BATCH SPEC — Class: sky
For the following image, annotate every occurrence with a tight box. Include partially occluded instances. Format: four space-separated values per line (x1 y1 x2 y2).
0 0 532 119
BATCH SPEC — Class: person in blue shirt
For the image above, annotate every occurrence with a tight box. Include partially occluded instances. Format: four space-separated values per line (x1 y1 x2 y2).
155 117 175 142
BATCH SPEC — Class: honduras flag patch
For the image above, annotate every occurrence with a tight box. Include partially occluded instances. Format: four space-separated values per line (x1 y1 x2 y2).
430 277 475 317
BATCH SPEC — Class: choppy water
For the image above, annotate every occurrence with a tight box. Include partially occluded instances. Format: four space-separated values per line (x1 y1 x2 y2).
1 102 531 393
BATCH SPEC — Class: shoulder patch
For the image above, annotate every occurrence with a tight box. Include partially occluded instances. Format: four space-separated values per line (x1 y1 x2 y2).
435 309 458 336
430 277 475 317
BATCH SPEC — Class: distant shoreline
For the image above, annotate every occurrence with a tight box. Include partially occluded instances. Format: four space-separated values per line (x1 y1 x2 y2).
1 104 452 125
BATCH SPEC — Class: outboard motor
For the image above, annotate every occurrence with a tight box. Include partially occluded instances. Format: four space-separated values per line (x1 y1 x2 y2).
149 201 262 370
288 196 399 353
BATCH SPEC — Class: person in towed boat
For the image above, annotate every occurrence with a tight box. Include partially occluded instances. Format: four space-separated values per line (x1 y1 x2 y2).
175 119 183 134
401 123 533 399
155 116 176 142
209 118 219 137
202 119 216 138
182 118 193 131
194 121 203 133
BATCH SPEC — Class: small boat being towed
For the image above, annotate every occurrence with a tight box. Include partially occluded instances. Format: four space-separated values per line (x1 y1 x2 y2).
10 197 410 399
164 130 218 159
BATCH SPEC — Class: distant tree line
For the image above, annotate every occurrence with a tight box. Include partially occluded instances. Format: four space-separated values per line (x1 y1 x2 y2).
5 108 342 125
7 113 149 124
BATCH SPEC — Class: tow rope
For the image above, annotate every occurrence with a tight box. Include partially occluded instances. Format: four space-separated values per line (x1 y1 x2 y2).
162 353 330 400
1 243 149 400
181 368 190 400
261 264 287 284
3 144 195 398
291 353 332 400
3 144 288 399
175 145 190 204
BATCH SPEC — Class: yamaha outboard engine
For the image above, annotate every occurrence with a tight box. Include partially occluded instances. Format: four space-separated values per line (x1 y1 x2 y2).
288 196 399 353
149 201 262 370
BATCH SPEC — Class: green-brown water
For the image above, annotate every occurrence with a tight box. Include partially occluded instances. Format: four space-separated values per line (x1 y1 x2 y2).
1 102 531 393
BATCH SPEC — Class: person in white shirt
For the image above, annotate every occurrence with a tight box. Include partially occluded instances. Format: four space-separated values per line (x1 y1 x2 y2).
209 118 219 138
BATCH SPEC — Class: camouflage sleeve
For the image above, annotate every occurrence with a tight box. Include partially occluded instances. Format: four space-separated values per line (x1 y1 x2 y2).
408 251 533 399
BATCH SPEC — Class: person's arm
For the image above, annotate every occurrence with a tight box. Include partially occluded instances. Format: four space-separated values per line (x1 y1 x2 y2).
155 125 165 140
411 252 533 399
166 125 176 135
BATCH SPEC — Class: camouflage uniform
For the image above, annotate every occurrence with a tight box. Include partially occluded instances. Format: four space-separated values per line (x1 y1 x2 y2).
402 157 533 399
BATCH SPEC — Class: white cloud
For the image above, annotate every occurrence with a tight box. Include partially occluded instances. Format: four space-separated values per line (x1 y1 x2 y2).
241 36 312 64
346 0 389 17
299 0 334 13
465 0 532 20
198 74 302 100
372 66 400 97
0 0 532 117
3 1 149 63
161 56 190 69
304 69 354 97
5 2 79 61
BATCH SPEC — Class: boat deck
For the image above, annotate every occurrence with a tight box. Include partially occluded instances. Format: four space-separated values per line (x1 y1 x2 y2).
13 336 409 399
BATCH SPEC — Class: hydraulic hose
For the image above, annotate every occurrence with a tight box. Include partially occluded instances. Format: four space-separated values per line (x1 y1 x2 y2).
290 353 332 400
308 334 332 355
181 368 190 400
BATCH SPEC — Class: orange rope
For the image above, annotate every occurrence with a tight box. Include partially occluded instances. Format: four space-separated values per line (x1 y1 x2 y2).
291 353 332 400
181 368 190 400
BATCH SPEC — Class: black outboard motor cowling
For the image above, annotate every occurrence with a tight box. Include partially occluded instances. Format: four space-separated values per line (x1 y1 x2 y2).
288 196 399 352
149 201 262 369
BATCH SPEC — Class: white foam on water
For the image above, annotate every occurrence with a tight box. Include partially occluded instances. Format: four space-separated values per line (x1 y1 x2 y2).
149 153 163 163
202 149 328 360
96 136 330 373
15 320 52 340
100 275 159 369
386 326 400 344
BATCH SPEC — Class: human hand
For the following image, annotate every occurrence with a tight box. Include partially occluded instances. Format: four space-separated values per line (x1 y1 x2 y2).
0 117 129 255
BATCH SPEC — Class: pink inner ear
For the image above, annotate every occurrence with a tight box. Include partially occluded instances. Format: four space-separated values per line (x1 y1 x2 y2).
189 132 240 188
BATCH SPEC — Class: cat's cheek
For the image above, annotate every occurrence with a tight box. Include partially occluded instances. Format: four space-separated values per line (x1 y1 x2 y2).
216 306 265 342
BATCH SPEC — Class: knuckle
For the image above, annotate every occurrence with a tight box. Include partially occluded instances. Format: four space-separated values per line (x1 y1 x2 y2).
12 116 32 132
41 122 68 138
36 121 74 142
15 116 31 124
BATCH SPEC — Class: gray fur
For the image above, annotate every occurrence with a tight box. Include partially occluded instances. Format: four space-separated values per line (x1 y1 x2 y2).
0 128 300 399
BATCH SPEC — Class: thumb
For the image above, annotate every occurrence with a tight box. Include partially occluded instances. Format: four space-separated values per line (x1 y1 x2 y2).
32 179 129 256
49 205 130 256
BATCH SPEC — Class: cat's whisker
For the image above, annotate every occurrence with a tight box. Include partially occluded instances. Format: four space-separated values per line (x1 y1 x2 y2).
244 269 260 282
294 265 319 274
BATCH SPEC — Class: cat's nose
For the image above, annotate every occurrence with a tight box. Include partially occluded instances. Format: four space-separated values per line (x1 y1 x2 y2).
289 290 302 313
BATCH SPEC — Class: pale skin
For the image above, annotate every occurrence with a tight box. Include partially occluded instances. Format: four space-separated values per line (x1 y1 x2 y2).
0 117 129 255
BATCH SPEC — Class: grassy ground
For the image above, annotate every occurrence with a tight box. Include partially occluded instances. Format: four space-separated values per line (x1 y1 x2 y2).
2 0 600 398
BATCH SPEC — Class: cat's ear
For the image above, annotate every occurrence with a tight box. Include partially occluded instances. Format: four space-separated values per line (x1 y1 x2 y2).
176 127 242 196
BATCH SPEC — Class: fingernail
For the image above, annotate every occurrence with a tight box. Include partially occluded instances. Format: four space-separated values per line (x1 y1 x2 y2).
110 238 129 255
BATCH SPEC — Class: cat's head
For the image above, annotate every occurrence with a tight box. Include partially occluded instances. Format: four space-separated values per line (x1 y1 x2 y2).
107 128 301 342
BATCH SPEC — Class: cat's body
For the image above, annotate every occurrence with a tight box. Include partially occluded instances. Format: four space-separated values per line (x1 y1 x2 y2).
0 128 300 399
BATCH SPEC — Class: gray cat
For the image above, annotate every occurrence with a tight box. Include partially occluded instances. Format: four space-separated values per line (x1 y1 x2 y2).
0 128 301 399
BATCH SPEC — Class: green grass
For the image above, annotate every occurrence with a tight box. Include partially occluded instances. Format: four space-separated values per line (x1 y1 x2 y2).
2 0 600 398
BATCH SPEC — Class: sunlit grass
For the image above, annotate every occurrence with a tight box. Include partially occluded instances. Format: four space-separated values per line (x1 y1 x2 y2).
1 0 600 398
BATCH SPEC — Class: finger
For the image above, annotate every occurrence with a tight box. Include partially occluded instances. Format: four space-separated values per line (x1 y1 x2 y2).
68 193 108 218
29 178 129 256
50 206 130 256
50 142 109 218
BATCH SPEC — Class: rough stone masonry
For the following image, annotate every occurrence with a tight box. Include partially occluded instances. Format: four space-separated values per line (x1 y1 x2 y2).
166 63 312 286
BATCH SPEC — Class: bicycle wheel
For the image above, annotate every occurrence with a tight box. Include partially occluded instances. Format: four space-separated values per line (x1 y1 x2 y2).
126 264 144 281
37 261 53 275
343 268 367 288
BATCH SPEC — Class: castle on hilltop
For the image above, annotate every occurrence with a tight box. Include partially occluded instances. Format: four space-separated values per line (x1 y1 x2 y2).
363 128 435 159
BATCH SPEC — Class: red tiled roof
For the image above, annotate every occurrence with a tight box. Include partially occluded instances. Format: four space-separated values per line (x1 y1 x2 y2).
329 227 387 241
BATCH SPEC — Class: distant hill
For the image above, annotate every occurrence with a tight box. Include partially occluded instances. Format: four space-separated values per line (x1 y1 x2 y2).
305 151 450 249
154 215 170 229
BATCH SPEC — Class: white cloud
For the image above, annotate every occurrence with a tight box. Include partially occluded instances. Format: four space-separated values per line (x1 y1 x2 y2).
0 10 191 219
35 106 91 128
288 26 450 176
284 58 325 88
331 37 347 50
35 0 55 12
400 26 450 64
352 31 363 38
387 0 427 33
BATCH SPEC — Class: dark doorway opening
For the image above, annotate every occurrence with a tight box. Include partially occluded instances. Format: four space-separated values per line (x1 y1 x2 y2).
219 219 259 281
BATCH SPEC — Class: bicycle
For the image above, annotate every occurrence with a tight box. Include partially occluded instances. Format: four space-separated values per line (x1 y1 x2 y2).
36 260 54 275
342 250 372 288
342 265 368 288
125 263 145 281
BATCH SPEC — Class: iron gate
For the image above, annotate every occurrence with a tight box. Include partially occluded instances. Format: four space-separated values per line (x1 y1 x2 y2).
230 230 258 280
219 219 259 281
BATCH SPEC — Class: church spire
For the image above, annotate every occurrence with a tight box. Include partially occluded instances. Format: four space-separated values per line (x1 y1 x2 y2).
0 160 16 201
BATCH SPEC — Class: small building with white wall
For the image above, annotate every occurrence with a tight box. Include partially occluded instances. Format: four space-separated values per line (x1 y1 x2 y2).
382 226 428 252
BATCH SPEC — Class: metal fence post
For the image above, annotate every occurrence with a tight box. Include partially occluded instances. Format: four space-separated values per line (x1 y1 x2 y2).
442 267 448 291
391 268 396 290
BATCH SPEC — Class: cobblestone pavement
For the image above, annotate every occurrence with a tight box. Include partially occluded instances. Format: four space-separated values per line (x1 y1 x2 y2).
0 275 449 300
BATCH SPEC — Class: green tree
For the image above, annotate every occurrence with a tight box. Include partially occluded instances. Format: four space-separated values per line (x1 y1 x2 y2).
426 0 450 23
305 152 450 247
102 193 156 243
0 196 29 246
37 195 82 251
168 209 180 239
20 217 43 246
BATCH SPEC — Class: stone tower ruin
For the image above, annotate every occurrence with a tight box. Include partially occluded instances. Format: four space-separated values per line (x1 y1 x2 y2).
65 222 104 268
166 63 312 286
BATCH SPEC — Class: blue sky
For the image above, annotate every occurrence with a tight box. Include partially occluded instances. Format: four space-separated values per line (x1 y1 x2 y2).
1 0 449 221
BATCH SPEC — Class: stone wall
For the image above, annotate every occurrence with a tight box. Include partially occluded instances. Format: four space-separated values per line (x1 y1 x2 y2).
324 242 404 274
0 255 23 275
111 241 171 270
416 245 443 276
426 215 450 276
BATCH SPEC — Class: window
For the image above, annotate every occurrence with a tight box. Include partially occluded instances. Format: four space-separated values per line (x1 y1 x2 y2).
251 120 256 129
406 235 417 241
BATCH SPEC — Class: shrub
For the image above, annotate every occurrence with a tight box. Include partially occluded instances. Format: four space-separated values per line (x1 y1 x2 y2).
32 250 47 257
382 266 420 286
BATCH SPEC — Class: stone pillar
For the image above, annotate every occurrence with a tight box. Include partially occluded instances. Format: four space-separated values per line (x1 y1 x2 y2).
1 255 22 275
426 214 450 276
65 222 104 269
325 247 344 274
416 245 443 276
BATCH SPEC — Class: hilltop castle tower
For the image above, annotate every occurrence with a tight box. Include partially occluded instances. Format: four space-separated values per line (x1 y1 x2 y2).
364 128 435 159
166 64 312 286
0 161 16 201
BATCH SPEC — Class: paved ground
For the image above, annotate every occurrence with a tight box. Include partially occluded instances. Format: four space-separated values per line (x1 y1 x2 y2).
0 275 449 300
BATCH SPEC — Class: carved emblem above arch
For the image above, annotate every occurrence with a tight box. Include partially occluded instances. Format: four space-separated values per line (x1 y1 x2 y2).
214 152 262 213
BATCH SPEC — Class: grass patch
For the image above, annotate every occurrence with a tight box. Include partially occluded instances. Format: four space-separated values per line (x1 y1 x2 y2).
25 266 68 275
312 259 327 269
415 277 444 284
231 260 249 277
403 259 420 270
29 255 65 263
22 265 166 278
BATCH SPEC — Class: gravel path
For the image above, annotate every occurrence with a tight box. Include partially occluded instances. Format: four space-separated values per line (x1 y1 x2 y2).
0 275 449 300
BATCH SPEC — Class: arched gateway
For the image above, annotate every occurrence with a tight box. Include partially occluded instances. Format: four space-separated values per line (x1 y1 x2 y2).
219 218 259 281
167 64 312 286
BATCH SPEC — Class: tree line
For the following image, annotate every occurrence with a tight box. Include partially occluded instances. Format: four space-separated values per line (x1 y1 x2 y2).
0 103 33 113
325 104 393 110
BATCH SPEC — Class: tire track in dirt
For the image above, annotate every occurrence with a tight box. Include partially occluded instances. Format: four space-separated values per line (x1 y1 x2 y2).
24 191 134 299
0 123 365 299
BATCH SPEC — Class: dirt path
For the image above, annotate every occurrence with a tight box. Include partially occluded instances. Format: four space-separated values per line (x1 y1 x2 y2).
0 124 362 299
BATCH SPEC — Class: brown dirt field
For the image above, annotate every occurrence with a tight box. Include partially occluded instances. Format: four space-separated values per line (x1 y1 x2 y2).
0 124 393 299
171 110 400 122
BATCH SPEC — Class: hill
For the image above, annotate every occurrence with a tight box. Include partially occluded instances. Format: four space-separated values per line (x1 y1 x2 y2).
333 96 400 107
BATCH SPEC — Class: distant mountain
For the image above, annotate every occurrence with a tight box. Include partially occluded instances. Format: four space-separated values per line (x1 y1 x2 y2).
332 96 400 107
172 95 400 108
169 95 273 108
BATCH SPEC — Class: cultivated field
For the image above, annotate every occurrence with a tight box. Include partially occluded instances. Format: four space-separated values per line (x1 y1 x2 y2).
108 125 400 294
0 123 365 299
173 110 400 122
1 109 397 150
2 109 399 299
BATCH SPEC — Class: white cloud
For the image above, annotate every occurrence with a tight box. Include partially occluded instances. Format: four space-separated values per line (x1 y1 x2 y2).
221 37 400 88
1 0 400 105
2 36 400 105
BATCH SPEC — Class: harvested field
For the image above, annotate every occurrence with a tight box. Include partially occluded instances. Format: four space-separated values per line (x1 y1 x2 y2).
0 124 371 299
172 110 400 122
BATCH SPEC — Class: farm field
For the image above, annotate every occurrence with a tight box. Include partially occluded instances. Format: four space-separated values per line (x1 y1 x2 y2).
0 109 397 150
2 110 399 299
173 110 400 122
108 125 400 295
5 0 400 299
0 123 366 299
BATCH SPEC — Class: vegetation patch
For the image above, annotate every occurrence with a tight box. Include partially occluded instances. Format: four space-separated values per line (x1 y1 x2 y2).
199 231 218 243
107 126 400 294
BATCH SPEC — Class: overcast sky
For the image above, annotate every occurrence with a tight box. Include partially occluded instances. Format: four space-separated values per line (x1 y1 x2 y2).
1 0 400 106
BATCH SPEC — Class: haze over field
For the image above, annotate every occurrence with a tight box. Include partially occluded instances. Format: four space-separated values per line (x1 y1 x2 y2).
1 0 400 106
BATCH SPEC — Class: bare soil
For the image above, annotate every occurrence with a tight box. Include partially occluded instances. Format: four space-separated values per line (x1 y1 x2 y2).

☆ ☆ ☆ ☆

*WHAT YOU ARE ASKED TO DO*.
Your answer must consist only of the lines from the start of the records above through the line with "BATCH SPEC — Class: honduras flag patch", each retyped exactly.

*RESULT OF THIS TASK*.
BATCH SPEC — Class: sky
For the following image, annotate every occurrence with a tight box. Include partially occluded instances. Format: four space-separated values per line (x1 y1 x2 y2).
0 0 532 119
BATCH SPEC — Class: person in blue shirt
For the image above, annotate every occurrence with a tight box. Include partially occluded instances. Format: four space-separated values per line (x1 y1 x2 y2).
155 117 175 142
BATCH SPEC — Class: honduras flag patch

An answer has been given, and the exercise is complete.